» THE REQUEST
Answer these questions from the biography of John Zochonis:
1. Which school did he attend?
2. In what year did he join PZ Cussons?
3. Who founded PZ Cussons?

- Born: John Basil Zochonis 2 October 1929
- Died: 30 November 2013 (aged 84)
- Education: Corpus Christi College, Oxford
- Occupation: industrialist
- Title: chairman of PZ Cussons
- Spouse: Brigid Demetriades (née Smyth)
- Parent: Constantine Zochonis
- Relatives: George Zochonis (great uncle)

= John Zochonis =

British industrialist

Sir John Basil Zochonis (2 October 1929 – 30 November 2013) was a British industrialist and philanthropist, the chairman of PZ Cussons, and the great nephew of its founder, George Zochonis.

==Early life==
John Zochonis was born in Cheshire. He attended Rugby School and studied at Corpus Christi College, Oxford.

==Career==
He joined PZ Cussons in 1953.

» Collection entries
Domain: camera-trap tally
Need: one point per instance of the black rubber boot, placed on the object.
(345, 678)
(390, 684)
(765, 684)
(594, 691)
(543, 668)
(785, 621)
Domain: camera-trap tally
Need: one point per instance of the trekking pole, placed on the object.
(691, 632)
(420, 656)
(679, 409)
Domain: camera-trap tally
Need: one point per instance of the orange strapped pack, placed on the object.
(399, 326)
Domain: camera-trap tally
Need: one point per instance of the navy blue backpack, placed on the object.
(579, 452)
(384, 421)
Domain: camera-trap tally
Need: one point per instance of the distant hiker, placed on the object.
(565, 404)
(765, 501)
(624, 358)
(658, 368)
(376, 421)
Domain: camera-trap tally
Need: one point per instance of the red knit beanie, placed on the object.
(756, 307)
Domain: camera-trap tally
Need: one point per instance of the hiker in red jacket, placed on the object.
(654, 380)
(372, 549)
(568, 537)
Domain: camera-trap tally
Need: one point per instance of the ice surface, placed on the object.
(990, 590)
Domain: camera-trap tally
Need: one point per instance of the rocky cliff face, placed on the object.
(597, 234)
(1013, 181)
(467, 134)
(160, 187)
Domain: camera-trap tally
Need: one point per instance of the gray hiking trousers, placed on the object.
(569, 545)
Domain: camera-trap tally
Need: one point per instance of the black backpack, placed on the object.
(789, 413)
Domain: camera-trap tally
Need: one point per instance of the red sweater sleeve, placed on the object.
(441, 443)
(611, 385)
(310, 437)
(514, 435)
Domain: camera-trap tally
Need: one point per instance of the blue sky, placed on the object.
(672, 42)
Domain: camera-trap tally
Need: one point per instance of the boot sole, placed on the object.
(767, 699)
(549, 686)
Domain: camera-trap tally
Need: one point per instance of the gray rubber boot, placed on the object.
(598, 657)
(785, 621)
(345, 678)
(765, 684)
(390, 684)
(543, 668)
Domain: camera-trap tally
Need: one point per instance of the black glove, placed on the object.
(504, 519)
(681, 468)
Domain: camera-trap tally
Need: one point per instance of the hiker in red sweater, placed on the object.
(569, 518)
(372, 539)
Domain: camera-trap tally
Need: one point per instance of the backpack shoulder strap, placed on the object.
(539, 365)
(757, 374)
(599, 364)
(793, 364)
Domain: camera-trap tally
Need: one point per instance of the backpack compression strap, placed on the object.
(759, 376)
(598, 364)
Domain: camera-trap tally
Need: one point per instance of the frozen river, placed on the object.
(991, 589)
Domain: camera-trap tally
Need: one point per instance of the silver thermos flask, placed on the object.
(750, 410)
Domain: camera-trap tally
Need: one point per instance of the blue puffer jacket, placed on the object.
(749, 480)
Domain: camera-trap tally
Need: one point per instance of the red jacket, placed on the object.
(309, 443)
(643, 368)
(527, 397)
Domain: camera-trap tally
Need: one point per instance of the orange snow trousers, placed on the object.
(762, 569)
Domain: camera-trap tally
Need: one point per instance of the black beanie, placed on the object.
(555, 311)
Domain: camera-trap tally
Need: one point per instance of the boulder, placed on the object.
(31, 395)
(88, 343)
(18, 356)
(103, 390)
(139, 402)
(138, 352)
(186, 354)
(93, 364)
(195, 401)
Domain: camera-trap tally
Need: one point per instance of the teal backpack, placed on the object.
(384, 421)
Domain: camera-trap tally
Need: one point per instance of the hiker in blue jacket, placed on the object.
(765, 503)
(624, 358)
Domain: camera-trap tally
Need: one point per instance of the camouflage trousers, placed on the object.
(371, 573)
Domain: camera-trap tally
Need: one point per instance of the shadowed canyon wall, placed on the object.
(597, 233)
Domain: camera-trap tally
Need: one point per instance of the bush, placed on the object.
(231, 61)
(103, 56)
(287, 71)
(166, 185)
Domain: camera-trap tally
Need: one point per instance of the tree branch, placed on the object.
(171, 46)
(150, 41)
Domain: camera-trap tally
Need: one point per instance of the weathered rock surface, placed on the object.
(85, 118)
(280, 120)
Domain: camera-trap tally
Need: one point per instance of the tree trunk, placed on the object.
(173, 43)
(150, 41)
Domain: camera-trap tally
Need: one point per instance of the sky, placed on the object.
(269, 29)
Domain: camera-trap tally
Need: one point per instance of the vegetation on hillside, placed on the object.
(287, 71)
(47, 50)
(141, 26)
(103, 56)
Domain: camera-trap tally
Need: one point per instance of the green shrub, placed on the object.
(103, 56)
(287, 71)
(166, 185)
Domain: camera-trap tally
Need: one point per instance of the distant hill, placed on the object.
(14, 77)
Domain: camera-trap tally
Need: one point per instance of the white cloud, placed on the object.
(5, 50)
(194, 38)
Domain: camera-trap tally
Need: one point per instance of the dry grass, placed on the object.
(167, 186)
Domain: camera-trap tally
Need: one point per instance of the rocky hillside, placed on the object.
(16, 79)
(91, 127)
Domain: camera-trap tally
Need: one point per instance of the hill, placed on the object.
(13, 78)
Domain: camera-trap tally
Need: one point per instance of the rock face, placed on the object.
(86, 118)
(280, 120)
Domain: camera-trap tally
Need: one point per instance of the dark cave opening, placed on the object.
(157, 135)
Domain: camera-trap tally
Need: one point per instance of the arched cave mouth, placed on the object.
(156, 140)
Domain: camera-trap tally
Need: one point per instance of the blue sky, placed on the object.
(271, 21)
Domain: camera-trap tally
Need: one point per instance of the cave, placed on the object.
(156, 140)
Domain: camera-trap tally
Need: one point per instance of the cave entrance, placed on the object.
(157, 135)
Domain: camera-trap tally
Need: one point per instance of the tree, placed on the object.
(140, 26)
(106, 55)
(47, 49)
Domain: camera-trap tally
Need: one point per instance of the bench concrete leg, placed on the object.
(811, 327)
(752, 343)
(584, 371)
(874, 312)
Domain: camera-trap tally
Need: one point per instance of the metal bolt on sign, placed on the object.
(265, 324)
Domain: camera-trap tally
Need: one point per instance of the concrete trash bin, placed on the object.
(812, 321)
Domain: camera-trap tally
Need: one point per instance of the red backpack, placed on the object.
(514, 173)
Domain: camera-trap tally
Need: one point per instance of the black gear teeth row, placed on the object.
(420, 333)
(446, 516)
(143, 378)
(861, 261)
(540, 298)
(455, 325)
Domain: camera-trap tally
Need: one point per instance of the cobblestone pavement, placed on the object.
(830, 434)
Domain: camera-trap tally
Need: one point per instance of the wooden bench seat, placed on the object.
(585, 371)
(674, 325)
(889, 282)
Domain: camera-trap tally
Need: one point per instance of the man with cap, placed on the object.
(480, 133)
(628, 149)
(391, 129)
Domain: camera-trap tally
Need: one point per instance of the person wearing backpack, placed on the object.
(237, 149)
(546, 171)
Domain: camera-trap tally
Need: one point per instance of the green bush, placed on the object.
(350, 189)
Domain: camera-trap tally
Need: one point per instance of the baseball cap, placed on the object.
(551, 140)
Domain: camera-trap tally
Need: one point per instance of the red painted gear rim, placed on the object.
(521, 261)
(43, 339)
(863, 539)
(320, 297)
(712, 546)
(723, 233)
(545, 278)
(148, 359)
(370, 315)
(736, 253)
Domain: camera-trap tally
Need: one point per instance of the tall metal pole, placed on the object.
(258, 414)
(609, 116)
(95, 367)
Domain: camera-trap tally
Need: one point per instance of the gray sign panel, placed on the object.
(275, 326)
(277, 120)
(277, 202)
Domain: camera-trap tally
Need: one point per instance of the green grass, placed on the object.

» FULL RESPONSE
1. Rugby School
2. 1953
3. George Zochonis